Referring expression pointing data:
---
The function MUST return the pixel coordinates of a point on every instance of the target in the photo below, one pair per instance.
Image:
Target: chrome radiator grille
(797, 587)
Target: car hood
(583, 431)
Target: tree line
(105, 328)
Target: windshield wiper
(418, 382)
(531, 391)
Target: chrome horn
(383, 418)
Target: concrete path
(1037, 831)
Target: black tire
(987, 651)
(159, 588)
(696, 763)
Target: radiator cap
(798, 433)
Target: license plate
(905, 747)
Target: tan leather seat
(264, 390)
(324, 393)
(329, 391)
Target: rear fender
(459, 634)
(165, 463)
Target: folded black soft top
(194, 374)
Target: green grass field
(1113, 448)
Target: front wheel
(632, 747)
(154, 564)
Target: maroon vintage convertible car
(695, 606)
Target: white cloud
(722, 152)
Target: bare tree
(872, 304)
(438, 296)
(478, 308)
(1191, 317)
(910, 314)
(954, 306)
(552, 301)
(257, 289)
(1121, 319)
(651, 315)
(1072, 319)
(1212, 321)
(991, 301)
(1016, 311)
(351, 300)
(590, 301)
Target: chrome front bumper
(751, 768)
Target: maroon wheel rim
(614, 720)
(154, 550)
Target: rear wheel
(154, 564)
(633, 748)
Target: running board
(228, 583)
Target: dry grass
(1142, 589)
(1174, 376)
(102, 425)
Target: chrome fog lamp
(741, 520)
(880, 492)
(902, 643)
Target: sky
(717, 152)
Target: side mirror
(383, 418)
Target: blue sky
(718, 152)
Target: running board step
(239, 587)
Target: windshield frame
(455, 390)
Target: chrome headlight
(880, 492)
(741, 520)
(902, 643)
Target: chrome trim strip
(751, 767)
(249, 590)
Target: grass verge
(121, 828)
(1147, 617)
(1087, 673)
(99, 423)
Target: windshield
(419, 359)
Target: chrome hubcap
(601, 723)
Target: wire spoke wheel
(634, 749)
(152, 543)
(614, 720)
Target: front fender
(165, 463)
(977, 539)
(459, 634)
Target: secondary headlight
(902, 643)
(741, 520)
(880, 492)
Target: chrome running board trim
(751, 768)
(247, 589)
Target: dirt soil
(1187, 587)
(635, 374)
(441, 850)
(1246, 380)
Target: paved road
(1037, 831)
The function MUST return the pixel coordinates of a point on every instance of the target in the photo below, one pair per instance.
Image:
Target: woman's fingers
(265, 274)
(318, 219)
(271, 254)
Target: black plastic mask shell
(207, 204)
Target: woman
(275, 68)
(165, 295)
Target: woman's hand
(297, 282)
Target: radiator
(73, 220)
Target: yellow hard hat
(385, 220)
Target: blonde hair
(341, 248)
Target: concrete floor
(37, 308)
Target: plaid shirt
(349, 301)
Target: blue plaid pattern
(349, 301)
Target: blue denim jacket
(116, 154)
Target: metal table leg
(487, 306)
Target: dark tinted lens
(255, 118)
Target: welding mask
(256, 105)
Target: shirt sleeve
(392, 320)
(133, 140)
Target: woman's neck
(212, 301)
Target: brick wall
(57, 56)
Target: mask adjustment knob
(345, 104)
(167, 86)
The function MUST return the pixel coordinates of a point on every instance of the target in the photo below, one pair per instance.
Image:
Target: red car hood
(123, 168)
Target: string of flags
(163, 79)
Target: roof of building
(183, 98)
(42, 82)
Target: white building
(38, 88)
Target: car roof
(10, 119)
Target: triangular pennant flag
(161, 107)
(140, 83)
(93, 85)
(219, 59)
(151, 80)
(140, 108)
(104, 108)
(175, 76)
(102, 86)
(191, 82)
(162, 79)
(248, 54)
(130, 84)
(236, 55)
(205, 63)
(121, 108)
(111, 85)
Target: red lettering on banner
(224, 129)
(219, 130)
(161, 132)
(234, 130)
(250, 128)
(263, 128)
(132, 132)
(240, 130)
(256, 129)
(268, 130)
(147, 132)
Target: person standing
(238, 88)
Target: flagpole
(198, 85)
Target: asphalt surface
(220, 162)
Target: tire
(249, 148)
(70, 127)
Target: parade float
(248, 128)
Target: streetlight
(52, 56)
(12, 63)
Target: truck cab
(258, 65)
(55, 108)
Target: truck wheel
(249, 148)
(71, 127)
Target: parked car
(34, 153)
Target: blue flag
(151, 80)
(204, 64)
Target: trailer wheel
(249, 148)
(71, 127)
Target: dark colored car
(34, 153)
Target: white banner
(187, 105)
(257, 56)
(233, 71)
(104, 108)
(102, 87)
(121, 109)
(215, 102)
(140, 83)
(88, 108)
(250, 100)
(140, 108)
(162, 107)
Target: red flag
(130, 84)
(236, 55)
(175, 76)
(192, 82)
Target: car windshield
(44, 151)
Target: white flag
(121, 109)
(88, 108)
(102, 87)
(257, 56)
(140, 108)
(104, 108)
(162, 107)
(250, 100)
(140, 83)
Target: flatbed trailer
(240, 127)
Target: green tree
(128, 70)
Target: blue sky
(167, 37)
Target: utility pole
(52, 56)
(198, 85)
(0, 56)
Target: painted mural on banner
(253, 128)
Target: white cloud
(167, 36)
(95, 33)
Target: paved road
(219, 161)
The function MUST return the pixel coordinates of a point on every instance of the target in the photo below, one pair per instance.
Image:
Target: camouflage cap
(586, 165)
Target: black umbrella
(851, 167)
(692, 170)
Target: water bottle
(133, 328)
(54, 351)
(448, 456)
---
_Aim of the task_.
Precisely as given, transcribe all of the entries above.

_Answer_.
The function MUST return the pixel coordinates of a point on every instance of the target in the photo below, one pair per instance.
Image:
Target: chrome radiator grille
(797, 587)
Target: car hood
(583, 431)
Target: tree line
(105, 328)
Target: windshield wiper
(418, 382)
(531, 391)
Target: chrome horn
(383, 418)
Target: concrete path
(1037, 831)
Target: black tire
(987, 651)
(159, 588)
(696, 763)
Target: radiator cap
(798, 433)
Target: license plate
(905, 747)
Target: tan leather seat
(264, 390)
(324, 393)
(329, 391)
Target: rear fender
(459, 634)
(165, 463)
Target: folded black soft top
(194, 374)
Target: green grass field
(1113, 448)
Target: front wheel
(632, 747)
(154, 564)
Target: maroon vintage convertible car
(695, 606)
Target: white cloud
(722, 152)
Target: bare tree
(872, 304)
(438, 296)
(478, 308)
(1191, 317)
(910, 314)
(954, 306)
(552, 301)
(257, 289)
(1121, 319)
(651, 315)
(1072, 319)
(1212, 321)
(991, 301)
(1016, 311)
(351, 300)
(590, 301)
Target: chrome front bumper
(751, 768)
Target: maroon wheel rim
(614, 720)
(154, 550)
Target: rear wheel
(154, 564)
(633, 748)
Target: running board
(228, 583)
Target: dry grass
(1142, 589)
(1174, 376)
(102, 425)
Target: chrome fog lamp
(741, 520)
(880, 492)
(902, 643)
Target: sky
(717, 152)
Target: side mirror
(383, 418)
Target: blue sky
(718, 152)
Target: running board step
(239, 587)
Target: windshield frame
(455, 390)
Target: chrome headlight
(880, 492)
(741, 520)
(902, 643)
Target: chrome trim strip
(751, 767)
(249, 590)
Target: grass verge
(121, 828)
(1147, 617)
(1087, 673)
(99, 423)
Target: windshield
(419, 359)
Target: chrome hubcap
(601, 723)
Target: wire spoke wheel
(634, 749)
(152, 543)
(614, 720)
Target: front fender
(165, 463)
(977, 539)
(459, 634)
Target: secondary headlight
(902, 643)
(741, 520)
(880, 492)
Target: chrome running board trim
(751, 768)
(247, 589)
Target: dirt soil
(1187, 587)
(635, 374)
(441, 850)
(1246, 380)
Target: paved road
(1037, 831)
The function MUST return the pixel coordinates of a point on every instance of the target in the photo below, one pair per instance.
Image:
Target: woman's fingers
(265, 274)
(318, 219)
(271, 254)
Target: black plastic mask shell
(207, 204)
Target: woman
(275, 68)
(165, 295)
Target: woman's hand
(297, 282)
Target: radiator
(73, 220)
Target: yellow hard hat
(385, 220)
Target: blonde hair
(341, 248)
Target: concrete floor
(37, 308)
Target: plaid shirt
(349, 301)
Target: blue plaid pattern
(349, 301)
Target: blue denim jacket
(116, 154)
Target: metal table leg
(487, 306)
Target: dark tinted lens
(255, 118)
Target: welding mask
(256, 105)
Target: shirt sleeve
(392, 320)
(133, 140)
Target: woman's neck
(212, 301)
Target: brick wall
(57, 56)
Target: mask adjustment knob
(345, 104)
(167, 86)
The function MUST return the pixel coordinates of a point on every instance of the target in the photo below, one pair per instance.
Image:
Target: red car hood
(123, 168)
Target: string of flags
(163, 79)
Target: roof of building
(183, 98)
(42, 82)
Target: white building
(38, 88)
Target: car roof
(10, 119)
Target: triangular pennant flag
(161, 107)
(140, 83)
(93, 85)
(219, 59)
(151, 80)
(140, 108)
(104, 108)
(175, 76)
(102, 86)
(191, 82)
(162, 79)
(248, 54)
(130, 84)
(236, 55)
(205, 63)
(121, 108)
(111, 85)
Target: red lettering on banner
(224, 129)
(219, 130)
(161, 132)
(234, 130)
(250, 128)
(263, 128)
(132, 132)
(240, 130)
(256, 129)
(268, 130)
(147, 132)
Target: person standing
(238, 88)
Target: flagpole
(198, 85)
Target: asphalt surface
(220, 162)
Target: tire
(249, 148)
(70, 127)
Target: parade float
(248, 128)
Target: streetlight
(52, 56)
(12, 63)
Target: truck cab
(258, 65)
(55, 108)
Target: truck wheel
(249, 148)
(71, 127)
Target: parked car
(34, 153)
Target: blue flag
(151, 80)
(204, 64)
Target: trailer wheel
(249, 148)
(71, 127)
Target: dark colored car
(34, 153)
Target: white banner
(187, 105)
(257, 56)
(233, 71)
(104, 108)
(102, 87)
(121, 109)
(215, 102)
(140, 83)
(88, 108)
(250, 100)
(140, 108)
(162, 107)
Target: red flag
(130, 84)
(236, 55)
(175, 76)
(192, 82)
Target: car windshield
(44, 151)
Target: white flag
(121, 109)
(88, 108)
(102, 87)
(257, 56)
(140, 108)
(104, 108)
(162, 107)
(250, 100)
(140, 83)
Target: flatbed trailer
(240, 127)
Target: green tree
(128, 70)
Target: blue sky
(167, 37)
Target: utility pole
(52, 56)
(198, 85)
(0, 56)
Target: painted mural on banner
(253, 128)
Target: white cloud
(167, 36)
(95, 33)
Target: paved road
(219, 161)
The function MUST return the pixel coordinates of a point on every instance of the target in the photo below, one pair per instance.
Image:
Target: camouflage cap
(586, 165)
Target: black umbrella
(851, 167)
(692, 170)
Target: water bottle
(133, 328)
(54, 351)
(448, 456)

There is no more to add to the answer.